• **Task details**: List each line in the records below that contains the word "surface".

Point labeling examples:
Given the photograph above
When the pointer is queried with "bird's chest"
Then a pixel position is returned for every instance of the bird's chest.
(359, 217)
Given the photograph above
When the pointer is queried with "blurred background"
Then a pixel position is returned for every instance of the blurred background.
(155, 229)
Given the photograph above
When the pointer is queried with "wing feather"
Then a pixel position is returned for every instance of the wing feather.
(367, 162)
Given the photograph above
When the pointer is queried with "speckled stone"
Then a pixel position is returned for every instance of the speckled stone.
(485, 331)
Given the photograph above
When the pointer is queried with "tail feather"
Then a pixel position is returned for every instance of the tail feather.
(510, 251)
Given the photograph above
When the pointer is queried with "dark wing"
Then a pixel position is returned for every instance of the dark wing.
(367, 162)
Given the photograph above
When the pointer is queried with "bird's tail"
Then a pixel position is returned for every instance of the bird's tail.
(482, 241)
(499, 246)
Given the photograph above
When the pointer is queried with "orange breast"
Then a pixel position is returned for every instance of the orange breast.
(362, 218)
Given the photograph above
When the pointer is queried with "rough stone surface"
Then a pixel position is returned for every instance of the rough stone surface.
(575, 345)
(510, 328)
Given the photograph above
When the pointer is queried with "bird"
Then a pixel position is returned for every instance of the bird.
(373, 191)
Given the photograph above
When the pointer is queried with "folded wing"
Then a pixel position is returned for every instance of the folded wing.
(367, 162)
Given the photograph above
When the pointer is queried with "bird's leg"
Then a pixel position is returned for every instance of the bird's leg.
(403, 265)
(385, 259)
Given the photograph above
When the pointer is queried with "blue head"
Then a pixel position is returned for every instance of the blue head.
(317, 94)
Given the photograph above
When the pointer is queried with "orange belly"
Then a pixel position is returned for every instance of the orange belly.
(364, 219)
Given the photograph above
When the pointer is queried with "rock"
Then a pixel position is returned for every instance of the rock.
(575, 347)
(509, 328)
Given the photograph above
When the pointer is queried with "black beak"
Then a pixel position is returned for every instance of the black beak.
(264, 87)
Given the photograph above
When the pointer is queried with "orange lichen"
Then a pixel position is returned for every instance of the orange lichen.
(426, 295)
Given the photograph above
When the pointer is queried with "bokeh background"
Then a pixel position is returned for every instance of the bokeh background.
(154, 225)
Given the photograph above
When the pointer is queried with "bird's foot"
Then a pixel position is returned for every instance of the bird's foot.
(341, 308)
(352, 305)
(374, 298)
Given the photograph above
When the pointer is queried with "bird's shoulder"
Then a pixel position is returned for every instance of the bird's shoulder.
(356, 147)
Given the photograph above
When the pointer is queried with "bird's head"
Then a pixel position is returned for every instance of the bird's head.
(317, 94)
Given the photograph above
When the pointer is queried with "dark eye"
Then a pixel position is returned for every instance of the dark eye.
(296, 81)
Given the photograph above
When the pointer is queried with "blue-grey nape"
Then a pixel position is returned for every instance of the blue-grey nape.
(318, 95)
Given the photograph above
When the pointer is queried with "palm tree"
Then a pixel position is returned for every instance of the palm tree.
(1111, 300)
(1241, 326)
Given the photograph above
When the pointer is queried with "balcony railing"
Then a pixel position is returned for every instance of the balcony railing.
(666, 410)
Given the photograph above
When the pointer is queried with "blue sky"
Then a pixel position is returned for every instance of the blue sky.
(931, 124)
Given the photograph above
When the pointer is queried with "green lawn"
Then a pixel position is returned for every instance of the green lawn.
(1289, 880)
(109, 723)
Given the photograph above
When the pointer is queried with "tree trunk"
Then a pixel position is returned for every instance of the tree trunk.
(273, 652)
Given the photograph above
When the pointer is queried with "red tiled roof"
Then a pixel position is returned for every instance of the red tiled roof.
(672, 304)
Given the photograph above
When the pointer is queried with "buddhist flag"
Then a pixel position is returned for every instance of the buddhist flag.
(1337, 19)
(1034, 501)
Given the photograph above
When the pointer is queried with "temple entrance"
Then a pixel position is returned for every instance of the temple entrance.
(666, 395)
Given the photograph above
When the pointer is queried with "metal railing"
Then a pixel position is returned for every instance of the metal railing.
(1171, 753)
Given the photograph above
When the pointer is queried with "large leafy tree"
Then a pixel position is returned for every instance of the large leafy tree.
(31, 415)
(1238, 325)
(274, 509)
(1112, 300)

• **Exercise solution**:
When the pointer is queried with "rough stone surface"
Then a pixel position is returned for every instance of the rough stone surface.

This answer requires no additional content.